AVAILABLE DATA:
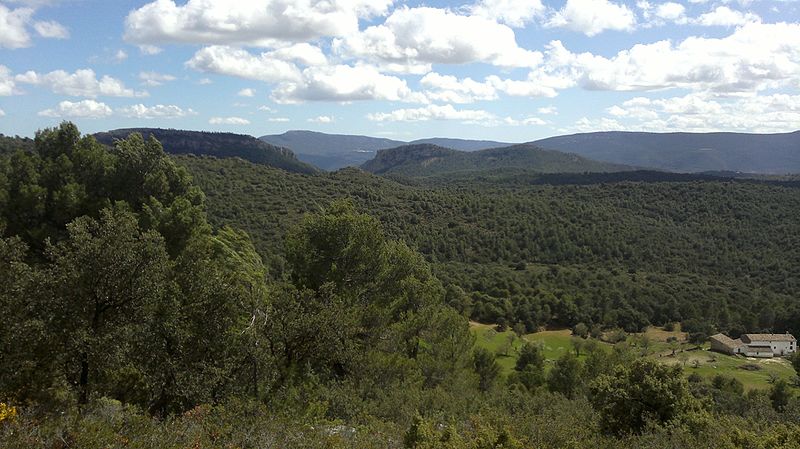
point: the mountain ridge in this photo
(335, 151)
(777, 153)
(218, 144)
(419, 160)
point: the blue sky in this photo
(511, 70)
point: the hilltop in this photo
(687, 152)
(430, 160)
(334, 151)
(216, 144)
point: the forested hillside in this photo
(139, 312)
(215, 144)
(431, 160)
(9, 144)
(687, 152)
(622, 253)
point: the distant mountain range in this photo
(216, 144)
(418, 160)
(676, 152)
(687, 152)
(334, 151)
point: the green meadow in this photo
(753, 373)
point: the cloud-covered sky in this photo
(513, 70)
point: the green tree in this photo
(780, 394)
(640, 392)
(529, 368)
(103, 282)
(485, 365)
(566, 376)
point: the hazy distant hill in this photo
(428, 160)
(216, 144)
(334, 151)
(687, 152)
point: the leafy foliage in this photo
(215, 144)
(610, 252)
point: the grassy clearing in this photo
(709, 364)
(701, 361)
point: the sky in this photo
(508, 70)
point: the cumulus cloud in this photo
(240, 63)
(228, 121)
(755, 57)
(322, 119)
(726, 17)
(82, 83)
(700, 112)
(7, 84)
(515, 13)
(51, 29)
(671, 11)
(592, 17)
(449, 89)
(411, 39)
(343, 83)
(79, 109)
(150, 50)
(158, 111)
(250, 22)
(13, 27)
(154, 79)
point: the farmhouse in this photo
(755, 345)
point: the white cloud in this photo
(592, 17)
(343, 83)
(82, 83)
(302, 53)
(548, 110)
(238, 62)
(449, 89)
(158, 111)
(699, 112)
(529, 121)
(150, 50)
(250, 22)
(51, 29)
(228, 121)
(671, 11)
(322, 119)
(755, 57)
(7, 84)
(411, 39)
(79, 109)
(726, 17)
(154, 79)
(433, 112)
(13, 27)
(515, 13)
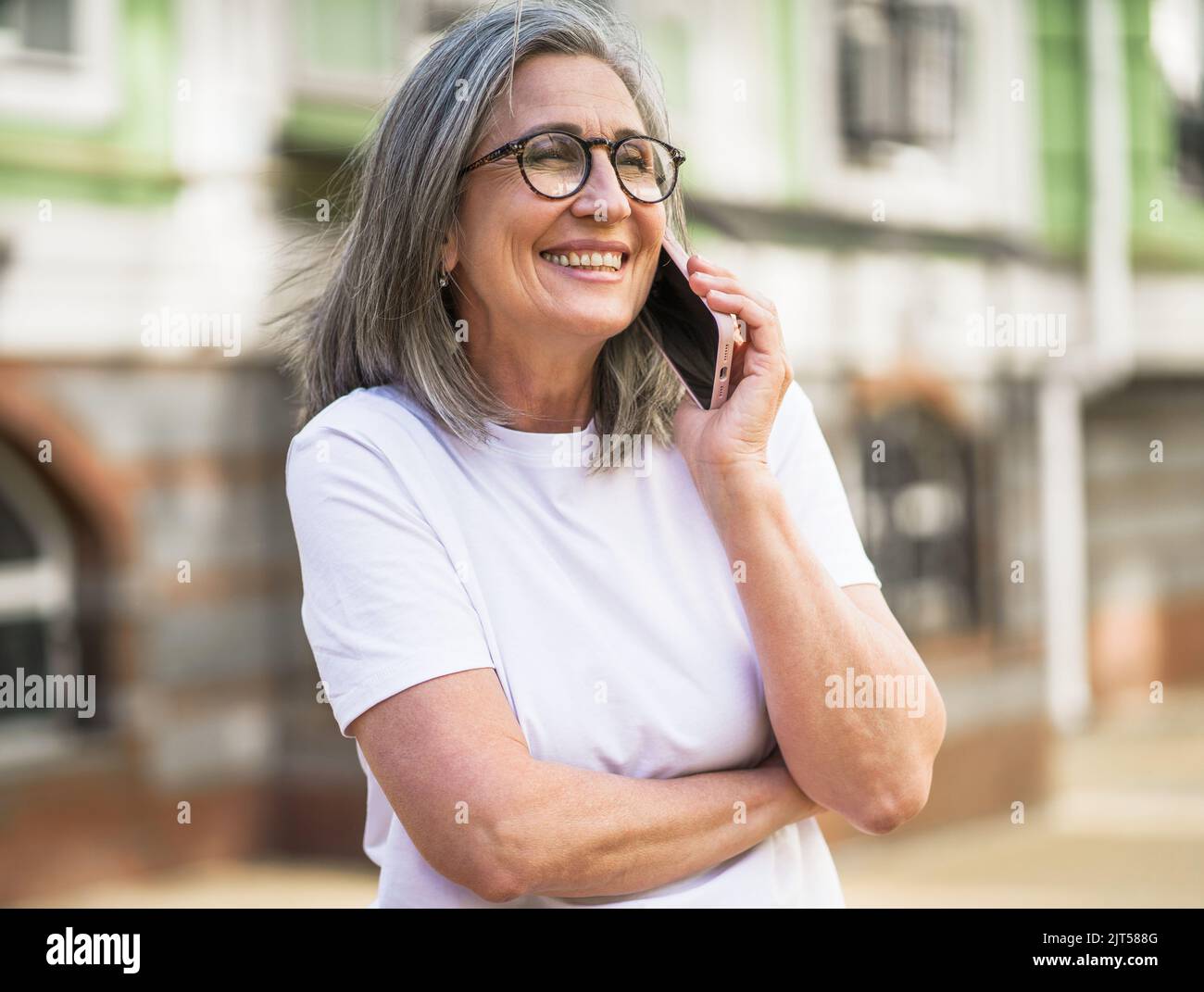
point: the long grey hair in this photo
(382, 317)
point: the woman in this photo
(572, 685)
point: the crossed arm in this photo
(452, 746)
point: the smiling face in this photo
(558, 272)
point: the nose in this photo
(602, 196)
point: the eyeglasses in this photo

EXERCISE: Everything in the material except the pictures should be restated word for word.

SOLUTION BELOW:
point: the mountain ridge in this photo
(335, 151)
(777, 153)
(218, 144)
(419, 160)
point: the blue sky in this photo
(511, 70)
point: the hilltop in this photo
(687, 152)
(430, 160)
(334, 151)
(216, 144)
point: the forested hillside in this photo
(139, 312)
(215, 144)
(431, 160)
(9, 144)
(687, 152)
(622, 253)
point: the distant mountain range in this photo
(216, 144)
(418, 160)
(676, 152)
(687, 152)
(334, 151)
point: the green meadow in this photo
(753, 373)
point: the cloud-covered sky in this photo
(513, 70)
point: the green tree in this photo
(780, 394)
(640, 392)
(529, 368)
(103, 282)
(485, 365)
(566, 376)
point: the hazy distant hill in this photo
(428, 160)
(216, 144)
(334, 151)
(687, 152)
point: the leafy foliage in this photo
(215, 144)
(610, 252)
point: the grassy clearing in this photo
(709, 364)
(701, 361)
point: the sky in this photo
(508, 70)
point: the cumulus cloud in this photo
(240, 63)
(228, 121)
(755, 57)
(322, 119)
(726, 17)
(82, 83)
(700, 112)
(7, 84)
(515, 13)
(51, 29)
(671, 11)
(592, 17)
(449, 89)
(411, 39)
(343, 83)
(79, 109)
(150, 50)
(158, 111)
(250, 22)
(13, 27)
(154, 79)
point: the farmhouse in this photo
(755, 345)
point: the white cloud in this photo
(592, 17)
(343, 83)
(82, 83)
(302, 53)
(548, 110)
(238, 62)
(449, 89)
(158, 111)
(699, 112)
(529, 121)
(150, 50)
(250, 22)
(51, 29)
(228, 121)
(671, 11)
(322, 119)
(755, 57)
(7, 84)
(411, 39)
(79, 109)
(726, 17)
(154, 79)
(433, 112)
(13, 27)
(515, 13)
point: the long grey hair in this photo
(382, 317)
point: the woman in this photo
(572, 685)
point: the crossed arm in this photo
(452, 746)
point: the smiling face in this photo
(558, 272)
point: the nose in this photo
(602, 196)
point: the eyeglasses in this photo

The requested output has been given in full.